:: AIM ::
The exercise asks for every line of the data to be reproduced exactly.

:: GIVEN DATA ::
━━━━━━
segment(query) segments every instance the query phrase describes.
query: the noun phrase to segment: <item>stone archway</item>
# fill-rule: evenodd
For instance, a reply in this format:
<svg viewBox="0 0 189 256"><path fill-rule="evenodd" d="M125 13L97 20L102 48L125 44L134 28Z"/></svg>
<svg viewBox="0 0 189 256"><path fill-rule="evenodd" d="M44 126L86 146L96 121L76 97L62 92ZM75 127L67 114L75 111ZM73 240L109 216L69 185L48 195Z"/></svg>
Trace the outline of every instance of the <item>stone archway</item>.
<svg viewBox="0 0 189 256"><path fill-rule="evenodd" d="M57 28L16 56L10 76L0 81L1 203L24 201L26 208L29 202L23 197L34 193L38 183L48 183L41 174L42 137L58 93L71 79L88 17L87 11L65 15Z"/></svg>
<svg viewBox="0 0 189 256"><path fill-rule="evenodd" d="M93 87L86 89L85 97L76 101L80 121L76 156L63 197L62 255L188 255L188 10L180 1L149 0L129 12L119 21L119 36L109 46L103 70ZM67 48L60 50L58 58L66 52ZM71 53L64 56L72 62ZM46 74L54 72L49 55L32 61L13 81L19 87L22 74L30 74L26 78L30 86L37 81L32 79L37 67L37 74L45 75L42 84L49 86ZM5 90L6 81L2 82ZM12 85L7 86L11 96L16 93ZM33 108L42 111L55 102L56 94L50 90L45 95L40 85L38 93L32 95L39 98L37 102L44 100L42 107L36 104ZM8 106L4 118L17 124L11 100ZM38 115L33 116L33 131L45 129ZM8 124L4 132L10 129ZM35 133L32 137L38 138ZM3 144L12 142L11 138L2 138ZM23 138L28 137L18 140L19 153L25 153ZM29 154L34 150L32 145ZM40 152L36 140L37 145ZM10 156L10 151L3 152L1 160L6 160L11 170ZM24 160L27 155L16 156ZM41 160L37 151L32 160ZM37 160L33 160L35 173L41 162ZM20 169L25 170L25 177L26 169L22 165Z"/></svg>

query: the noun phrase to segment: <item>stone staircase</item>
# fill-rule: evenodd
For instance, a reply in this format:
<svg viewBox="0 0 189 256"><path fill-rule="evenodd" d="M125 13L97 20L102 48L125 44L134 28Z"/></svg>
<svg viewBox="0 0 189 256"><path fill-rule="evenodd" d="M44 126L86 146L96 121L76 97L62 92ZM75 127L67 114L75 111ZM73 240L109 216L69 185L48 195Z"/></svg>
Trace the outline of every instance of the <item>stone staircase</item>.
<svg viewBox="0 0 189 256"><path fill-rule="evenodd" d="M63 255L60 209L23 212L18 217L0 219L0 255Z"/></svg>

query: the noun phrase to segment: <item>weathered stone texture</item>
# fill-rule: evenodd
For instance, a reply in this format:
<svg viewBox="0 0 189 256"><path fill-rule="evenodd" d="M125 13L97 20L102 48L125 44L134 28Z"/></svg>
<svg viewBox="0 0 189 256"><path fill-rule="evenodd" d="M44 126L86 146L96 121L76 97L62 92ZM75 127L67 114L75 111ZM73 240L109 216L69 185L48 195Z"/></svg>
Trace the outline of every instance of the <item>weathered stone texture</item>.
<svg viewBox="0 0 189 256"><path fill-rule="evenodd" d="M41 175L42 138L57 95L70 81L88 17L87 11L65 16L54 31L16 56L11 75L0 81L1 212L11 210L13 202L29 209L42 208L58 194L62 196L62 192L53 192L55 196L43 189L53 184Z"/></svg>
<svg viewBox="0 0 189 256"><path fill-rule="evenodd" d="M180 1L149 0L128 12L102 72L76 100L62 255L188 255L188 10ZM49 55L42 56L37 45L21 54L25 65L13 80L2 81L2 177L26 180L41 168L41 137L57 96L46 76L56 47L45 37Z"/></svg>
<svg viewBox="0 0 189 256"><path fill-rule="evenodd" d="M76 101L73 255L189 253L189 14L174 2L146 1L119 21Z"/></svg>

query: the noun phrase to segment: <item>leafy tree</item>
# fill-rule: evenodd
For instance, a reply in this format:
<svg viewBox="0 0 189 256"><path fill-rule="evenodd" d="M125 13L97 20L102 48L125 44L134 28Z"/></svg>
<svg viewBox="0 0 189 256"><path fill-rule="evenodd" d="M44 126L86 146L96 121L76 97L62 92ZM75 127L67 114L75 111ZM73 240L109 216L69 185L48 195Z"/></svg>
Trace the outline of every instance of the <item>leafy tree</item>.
━━━━━━
:: ANSWER IN FULL ::
segment(query) segments every instance the query phrase describes.
query: the noun phrase to segment: <item>stone archway</item>
# fill-rule: evenodd
For instance, a reply in this format:
<svg viewBox="0 0 189 256"><path fill-rule="evenodd" d="M125 13L97 20L102 48L125 44L134 28Z"/></svg>
<svg viewBox="0 0 189 256"><path fill-rule="evenodd" d="M44 126L86 146L96 121L76 97L62 92ZM75 127L67 114L75 111ZM73 240L109 216L69 185L48 195Z"/></svg>
Trace the outline of every instance of the <item>stone archway</item>.
<svg viewBox="0 0 189 256"><path fill-rule="evenodd" d="M57 28L16 56L10 76L0 81L1 203L24 201L26 208L29 202L23 197L34 193L38 183L48 183L41 174L42 137L58 93L71 79L88 17L87 11L65 15Z"/></svg>
<svg viewBox="0 0 189 256"><path fill-rule="evenodd" d="M93 87L86 89L85 97L76 101L80 121L76 156L63 197L62 255L188 255L188 10L180 1L149 0L129 12L119 21L119 36L109 46L103 70ZM67 48L60 50L58 58L66 52ZM71 53L64 56L72 62ZM46 74L54 72L49 55L32 61L13 81L19 87L22 74L30 74L26 78L30 86L37 81L32 79L37 67L37 74L45 75L42 84L49 86ZM5 90L6 81L2 82ZM12 85L7 86L11 96L16 93ZM33 108L42 111L55 102L56 94L50 90L45 95L40 85L38 93L32 95L39 98L37 102L44 100L42 107L36 104ZM8 106L4 118L17 124L11 100ZM38 115L33 116L33 131L45 129ZM8 124L4 132L10 129ZM35 133L32 137L38 138ZM3 144L12 142L11 138L2 138ZM23 138L28 137L18 140L19 153L25 153ZM29 154L34 150L32 145ZM40 152L36 140L37 145ZM10 156L10 151L3 152L1 160L6 160L11 170ZM24 160L27 155L16 156ZM41 160L37 151L32 160ZM37 160L33 160L35 173L41 162ZM20 169L25 170L25 177L26 169L22 165Z"/></svg>

query: the noun phrase to segment: <item>stone staircase</item>
# fill-rule: evenodd
For instance, a reply in this format:
<svg viewBox="0 0 189 256"><path fill-rule="evenodd" d="M125 13L97 20L102 48L125 44L134 28Z"/></svg>
<svg viewBox="0 0 189 256"><path fill-rule="evenodd" d="M44 126L86 146L96 121L76 97L62 92ZM75 127L67 114L75 111ZM73 240L109 216L69 185L48 195Z"/></svg>
Trace the outline of every instance of the <item>stone staircase</item>.
<svg viewBox="0 0 189 256"><path fill-rule="evenodd" d="M63 255L60 209L23 212L18 217L0 219L0 255Z"/></svg>

query: the noun phrase to segment: <item>weathered stone texture</item>
# fill-rule: evenodd
For instance, a reply in this format:
<svg viewBox="0 0 189 256"><path fill-rule="evenodd" d="M125 13L97 20L102 48L125 44L134 28Z"/></svg>
<svg viewBox="0 0 189 256"><path fill-rule="evenodd" d="M44 126L86 146L96 121L76 97L62 92ZM75 127L67 114L75 111ZM73 240L109 216L69 185L48 195Z"/></svg>
Trace the outline of every instance of the <item>weathered stone texture</item>.
<svg viewBox="0 0 189 256"><path fill-rule="evenodd" d="M41 175L42 138L57 95L70 81L88 17L87 11L65 16L54 31L16 56L11 75L0 81L1 212L11 210L13 202L29 209L42 208L58 194L62 196L62 192L53 192L55 196L43 189L53 184Z"/></svg>
<svg viewBox="0 0 189 256"><path fill-rule="evenodd" d="M180 1L149 0L128 12L102 72L76 100L62 255L188 255L188 10ZM49 55L42 56L37 45L21 54L25 65L13 80L2 81L2 177L26 180L41 168L41 137L57 96L46 76L56 47L45 37Z"/></svg>
<svg viewBox="0 0 189 256"><path fill-rule="evenodd" d="M76 101L73 255L189 253L189 14L174 2L146 1L119 21Z"/></svg>

query: the noun phrase to segment: <item>leafy tree</item>
# fill-rule: evenodd
For instance, a reply in this format:
<svg viewBox="0 0 189 256"><path fill-rule="evenodd" d="M125 13L97 20L102 48L125 44L134 28Z"/></svg>
<svg viewBox="0 0 189 256"><path fill-rule="evenodd" d="M44 126L86 146L96 121L76 97L62 92ZM75 127L67 114L75 111ZM73 240L109 216L69 185L48 195Z"/></svg>
Trace the outline of every instance of the <item>leafy tree</item>.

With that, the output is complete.